It's My Life Tour
- "It's My Life" Promotional Band Image From L to R: David Bowie, Hunt Sales, Reeves Gabrels, Tony Sales
- Associated album: Tin Machine II
- Start date: 5 October 1991
- End date: 17 February 1992
- Legs: 3
- No. of shows: 69

Tin Machine concert chronology
- Tin Machine Tour (1989); It’s My Life Tour (1991–1992); ;
David Bowie tour chronology
| Sound+Vision Tour (1990) | It’s My Life Tour (1991–1992) | Outside Tour (1995–1996) |

= It's My Life Tour =

1991–1992 concert tour by Tin Machine

The It's My Life Tour was a concert tour by the Anglo-American hard rock band Tin Machine. The tour commenced on 5 October 1991 after two warm-up shows, one press show and three trade-industry shows, visiting twelve countries and concluding after seven months and sixty-nine performances, a larger outing than their first tour in 1989.

==Tour details==
The band rehearsed and warmed up for the tour in Dublin in August 1991. Joined onstage by guitarist Eric Schermerhorn, Tin Machine presented songs from the Tin Machine album and the Tin Machine II album, augmented with cover versions of songs from the Pixies, Neil Young and The Moody Blues.

To start the show at some venues, an old TV was placed on stage, playing old sitcoms while the prelude to Wagner's Tristan and Isolde played over loudspeakers.

The band purposefully booked intimate venues of a few thousand seats or less so that they could focus on the music without any theatrical trappings, a stark change from lead vocalist David Bowie's previous Glass Spider and Sound+Vision tours; Bowie also wanted to avoid playing larger venues and arenas lest his fans show up "hoping I'd be doing old songs or something. We don't want that feeling at all."

Bowie claimed that the setlist for the tour was made on the fly each night, saying "We have no setlist whatsoever. We have a complete list of all our songs on the floor of the stage and we yell it out as we feel it. If you catch us on a bad night, it can be one of the most disastrous shows you've ever seen. But on a good night – and fortunately with this band most nights have been good nights – it really happens".

==Critical reception==
The review of the performance at the trade show at Slim's in San Francisco was not kind: "It's hard to imagine people walking out on a David Bowie show at Slim's, but all you had to do was look around the room Thursday at the end of the appearance by Tin Machine. (...) Bowie and his associates gave a more than hour-long display of his latest incarnation, and the music turned out to be nearly unlistenable."

The show in Seattle was met with positive reviews: "Let it first be said that on every level, Tin Machine is an outstanding band. (...) [they] may well represent the next evolutionary step in rock and roll – or just another blind alley. In any event, it is powerful stuff." During the show, Bowie played alto and baritone sax and electric, acoustic and 12-string guitar.
----
- [Requests]:
1. Answer these from the tour article, one per line:
(a) In which city did the band rehearse and warm up for the tour?
(b) How many countries did the tour visit?
(c) Which guitarist joined Tin Machine onstage?
2. Please rewrite the rows starting at the line that contains "the man with" and ending with the last row, changing "Marked points" to "Labeled points" and leaving everything else as it is. Return only those lines.
These rows have no connection to the tour article above.

[Entries for labeling object positions]
----
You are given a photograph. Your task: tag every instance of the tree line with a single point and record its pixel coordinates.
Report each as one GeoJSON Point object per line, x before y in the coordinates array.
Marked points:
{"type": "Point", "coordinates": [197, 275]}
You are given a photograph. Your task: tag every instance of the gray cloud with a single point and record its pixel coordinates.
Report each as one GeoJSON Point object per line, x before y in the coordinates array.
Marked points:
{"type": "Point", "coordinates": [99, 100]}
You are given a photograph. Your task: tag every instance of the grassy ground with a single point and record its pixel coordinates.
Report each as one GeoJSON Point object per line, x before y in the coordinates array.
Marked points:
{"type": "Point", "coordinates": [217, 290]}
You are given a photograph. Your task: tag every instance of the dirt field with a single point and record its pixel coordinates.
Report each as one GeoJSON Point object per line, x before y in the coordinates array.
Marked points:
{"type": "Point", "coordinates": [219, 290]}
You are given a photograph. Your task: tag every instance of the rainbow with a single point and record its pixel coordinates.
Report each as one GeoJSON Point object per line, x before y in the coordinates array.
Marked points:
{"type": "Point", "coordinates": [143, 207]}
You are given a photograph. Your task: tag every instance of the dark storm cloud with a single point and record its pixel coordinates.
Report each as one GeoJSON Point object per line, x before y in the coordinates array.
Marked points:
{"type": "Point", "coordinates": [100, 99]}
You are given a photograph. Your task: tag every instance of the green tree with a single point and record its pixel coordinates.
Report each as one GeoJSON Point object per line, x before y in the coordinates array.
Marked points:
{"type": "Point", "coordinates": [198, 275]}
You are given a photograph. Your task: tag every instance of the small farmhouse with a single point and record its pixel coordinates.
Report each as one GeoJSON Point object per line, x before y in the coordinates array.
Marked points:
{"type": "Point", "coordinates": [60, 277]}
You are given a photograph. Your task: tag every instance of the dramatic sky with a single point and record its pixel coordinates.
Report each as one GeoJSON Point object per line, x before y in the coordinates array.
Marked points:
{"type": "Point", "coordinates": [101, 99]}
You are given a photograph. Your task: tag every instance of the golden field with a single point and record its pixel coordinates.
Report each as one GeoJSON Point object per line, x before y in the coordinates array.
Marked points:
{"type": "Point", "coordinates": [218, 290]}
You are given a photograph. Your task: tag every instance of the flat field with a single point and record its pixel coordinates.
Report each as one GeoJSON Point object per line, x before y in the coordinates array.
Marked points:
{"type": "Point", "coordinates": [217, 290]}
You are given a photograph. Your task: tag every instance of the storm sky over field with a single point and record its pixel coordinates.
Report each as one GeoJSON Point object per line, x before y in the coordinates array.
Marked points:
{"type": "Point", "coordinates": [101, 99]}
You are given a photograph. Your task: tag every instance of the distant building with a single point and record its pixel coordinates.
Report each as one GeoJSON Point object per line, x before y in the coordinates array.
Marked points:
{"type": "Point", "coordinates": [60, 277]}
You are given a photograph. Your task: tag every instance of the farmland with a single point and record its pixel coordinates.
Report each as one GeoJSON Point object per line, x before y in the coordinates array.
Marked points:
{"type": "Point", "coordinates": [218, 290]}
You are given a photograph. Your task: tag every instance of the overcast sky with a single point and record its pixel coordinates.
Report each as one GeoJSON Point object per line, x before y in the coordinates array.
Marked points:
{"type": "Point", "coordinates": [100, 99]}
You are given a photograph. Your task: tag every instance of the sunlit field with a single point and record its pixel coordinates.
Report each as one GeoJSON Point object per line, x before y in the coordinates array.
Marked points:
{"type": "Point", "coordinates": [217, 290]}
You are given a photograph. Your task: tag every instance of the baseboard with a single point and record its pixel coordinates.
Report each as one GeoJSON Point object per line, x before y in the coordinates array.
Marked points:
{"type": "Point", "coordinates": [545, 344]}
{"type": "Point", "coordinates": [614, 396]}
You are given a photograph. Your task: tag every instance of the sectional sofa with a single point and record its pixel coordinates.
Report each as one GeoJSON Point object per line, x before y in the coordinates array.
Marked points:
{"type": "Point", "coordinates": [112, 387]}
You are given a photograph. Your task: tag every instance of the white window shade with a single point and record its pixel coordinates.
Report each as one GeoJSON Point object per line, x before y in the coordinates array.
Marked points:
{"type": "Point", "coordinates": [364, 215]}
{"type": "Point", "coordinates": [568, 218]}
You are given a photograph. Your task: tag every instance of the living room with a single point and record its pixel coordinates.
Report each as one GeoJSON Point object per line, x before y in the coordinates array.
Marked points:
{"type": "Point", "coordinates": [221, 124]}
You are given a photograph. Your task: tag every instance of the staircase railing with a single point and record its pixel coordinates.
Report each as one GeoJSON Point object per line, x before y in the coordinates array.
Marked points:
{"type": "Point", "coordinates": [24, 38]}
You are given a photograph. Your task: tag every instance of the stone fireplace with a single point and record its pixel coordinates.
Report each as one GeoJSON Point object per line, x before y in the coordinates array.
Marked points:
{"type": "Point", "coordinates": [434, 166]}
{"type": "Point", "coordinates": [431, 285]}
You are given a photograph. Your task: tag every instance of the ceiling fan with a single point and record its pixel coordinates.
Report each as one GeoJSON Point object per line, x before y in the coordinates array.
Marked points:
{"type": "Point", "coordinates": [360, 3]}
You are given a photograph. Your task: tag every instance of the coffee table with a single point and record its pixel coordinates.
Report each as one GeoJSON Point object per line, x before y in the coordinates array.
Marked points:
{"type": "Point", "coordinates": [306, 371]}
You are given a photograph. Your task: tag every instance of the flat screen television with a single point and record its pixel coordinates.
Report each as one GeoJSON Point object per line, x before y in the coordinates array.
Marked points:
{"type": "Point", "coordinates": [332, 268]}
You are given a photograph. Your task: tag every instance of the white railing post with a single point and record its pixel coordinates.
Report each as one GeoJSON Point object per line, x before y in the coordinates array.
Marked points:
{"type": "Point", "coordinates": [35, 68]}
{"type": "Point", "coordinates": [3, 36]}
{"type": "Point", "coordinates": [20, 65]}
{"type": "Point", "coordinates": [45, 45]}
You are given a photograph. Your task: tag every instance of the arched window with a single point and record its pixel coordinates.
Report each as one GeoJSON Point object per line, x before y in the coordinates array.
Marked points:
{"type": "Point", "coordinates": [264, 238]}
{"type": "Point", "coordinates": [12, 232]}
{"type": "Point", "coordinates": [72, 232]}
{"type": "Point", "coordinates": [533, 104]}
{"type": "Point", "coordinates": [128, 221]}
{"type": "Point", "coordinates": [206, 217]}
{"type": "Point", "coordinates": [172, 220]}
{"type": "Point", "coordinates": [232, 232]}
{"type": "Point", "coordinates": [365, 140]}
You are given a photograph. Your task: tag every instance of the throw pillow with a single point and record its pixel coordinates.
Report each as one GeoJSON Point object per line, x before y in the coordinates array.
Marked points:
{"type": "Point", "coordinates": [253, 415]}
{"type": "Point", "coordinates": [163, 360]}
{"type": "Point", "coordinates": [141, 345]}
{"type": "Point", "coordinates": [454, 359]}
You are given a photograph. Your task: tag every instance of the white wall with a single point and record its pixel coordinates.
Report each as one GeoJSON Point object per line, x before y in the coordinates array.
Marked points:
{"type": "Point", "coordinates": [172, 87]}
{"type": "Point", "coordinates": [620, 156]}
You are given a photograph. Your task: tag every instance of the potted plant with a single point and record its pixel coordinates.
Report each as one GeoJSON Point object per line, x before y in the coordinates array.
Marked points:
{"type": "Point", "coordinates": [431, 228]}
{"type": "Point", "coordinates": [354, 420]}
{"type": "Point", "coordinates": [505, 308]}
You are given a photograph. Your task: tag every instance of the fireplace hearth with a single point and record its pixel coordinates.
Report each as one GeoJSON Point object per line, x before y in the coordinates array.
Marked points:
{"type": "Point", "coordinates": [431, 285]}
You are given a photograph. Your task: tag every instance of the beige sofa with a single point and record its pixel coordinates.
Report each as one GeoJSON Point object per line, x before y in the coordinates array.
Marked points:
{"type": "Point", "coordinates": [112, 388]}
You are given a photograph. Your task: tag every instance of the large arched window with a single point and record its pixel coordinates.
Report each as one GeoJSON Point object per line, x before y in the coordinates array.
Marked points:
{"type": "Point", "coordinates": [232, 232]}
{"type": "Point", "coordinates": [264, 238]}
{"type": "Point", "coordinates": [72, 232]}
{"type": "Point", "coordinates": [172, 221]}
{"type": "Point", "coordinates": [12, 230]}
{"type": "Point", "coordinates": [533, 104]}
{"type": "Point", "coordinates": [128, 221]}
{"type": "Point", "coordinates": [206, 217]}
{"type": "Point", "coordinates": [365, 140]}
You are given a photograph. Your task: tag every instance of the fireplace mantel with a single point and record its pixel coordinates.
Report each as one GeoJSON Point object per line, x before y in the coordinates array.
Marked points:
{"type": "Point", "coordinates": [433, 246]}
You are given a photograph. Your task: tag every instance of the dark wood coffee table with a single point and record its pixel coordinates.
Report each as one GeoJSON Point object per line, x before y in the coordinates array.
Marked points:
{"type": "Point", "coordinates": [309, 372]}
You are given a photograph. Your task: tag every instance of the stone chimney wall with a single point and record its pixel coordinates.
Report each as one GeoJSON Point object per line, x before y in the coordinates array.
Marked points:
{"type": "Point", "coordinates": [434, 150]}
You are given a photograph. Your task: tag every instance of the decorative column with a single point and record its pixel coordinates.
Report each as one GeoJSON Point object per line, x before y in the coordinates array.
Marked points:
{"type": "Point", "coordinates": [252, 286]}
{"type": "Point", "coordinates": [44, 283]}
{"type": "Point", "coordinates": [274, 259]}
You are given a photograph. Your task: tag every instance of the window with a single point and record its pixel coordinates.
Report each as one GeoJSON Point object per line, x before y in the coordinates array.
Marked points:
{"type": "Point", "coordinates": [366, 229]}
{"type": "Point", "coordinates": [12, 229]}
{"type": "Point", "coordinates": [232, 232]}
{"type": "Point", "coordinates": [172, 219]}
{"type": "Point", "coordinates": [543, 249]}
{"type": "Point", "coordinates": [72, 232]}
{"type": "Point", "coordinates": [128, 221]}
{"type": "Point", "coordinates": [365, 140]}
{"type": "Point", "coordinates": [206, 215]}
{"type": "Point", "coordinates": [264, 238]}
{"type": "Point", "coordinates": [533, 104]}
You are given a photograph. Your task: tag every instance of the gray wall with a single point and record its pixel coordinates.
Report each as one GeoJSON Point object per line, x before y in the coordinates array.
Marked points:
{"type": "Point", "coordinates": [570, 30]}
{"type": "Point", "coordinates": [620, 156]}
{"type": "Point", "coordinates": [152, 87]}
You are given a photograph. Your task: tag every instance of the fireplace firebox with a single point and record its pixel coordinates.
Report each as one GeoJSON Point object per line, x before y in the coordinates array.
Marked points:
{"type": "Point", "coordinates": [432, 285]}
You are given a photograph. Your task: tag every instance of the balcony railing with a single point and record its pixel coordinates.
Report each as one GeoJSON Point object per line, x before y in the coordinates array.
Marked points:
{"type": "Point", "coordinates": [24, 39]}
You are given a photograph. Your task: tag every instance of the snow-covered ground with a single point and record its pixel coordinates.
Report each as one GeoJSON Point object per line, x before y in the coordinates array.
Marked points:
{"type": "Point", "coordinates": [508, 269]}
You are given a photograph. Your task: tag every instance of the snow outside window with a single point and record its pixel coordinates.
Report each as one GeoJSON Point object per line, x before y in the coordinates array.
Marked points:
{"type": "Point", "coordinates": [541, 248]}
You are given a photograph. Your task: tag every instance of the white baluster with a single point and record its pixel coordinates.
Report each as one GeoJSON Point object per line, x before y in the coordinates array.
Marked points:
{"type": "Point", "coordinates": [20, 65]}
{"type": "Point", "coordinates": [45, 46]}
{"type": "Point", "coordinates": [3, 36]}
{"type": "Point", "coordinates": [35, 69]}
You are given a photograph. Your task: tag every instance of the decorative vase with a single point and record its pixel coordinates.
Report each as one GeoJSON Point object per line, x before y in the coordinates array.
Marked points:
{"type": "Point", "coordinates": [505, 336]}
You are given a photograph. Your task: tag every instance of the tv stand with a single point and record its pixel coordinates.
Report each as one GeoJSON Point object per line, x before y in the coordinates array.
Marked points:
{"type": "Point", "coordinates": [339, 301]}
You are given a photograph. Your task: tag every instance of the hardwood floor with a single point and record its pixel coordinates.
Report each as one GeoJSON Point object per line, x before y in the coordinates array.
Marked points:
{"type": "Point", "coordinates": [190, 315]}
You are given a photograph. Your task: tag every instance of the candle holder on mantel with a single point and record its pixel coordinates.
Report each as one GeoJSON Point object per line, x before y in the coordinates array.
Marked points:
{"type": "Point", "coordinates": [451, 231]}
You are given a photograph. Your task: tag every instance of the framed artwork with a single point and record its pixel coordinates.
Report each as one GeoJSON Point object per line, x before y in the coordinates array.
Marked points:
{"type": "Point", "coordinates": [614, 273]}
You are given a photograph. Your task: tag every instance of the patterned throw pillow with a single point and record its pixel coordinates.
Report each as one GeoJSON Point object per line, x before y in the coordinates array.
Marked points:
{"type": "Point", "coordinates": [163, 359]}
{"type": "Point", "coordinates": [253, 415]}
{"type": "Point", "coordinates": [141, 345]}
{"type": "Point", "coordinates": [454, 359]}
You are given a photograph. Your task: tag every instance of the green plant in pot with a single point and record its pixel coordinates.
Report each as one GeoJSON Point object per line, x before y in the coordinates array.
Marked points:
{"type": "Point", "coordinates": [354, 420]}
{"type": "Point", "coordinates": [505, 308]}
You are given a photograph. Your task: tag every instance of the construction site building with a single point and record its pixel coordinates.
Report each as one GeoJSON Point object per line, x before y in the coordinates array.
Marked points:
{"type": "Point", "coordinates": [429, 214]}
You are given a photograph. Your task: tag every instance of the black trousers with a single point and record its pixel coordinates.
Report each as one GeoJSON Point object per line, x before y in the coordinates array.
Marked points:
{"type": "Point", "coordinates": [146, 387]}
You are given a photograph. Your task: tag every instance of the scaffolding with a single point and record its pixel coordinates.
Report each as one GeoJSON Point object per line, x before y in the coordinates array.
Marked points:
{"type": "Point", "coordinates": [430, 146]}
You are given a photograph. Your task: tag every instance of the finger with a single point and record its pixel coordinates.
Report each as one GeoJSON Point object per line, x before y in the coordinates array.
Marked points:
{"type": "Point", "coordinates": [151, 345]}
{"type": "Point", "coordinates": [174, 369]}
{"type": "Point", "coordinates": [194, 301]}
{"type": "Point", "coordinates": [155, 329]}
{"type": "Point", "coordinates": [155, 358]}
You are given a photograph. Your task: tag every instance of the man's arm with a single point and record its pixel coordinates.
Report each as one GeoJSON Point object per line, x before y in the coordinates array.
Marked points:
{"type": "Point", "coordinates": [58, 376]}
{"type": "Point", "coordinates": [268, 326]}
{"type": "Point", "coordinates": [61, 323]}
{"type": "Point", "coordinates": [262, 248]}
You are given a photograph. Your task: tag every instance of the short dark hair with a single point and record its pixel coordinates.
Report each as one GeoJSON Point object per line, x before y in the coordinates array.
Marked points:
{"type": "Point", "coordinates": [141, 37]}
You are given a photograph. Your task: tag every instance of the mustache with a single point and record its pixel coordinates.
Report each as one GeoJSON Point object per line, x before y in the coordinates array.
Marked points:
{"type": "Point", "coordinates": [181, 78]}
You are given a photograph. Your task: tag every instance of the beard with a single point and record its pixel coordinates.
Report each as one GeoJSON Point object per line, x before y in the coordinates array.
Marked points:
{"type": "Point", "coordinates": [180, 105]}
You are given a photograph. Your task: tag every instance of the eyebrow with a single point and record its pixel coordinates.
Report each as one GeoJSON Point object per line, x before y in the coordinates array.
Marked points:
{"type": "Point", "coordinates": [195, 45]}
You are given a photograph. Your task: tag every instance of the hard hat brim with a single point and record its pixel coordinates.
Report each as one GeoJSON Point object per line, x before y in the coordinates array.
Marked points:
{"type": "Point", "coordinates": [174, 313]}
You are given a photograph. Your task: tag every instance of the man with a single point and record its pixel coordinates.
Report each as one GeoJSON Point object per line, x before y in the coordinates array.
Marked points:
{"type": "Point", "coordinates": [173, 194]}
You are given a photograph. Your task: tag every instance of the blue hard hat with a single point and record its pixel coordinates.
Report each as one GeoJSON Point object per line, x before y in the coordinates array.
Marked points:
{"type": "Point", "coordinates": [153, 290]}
----
- [Answers to the exercises]:
1.
(a) Dublin
(b) Twelve
(c) Eric Schermerhorn

2.
You are given a photograph. Your task: tag every instance of the man with a single point and record its pixel coordinates.
Report each as one GeoJSON Point object per line, x before y in the coordinates array.
Labeled points:
{"type": "Point", "coordinates": [173, 194]}
You are given a photograph. Your task: tag every instance of the blue hard hat with a single point and record its pixel coordinates.
Report each as one GeoJSON Point object per line, x before y in the coordinates array.
Labeled points:
{"type": "Point", "coordinates": [153, 290]}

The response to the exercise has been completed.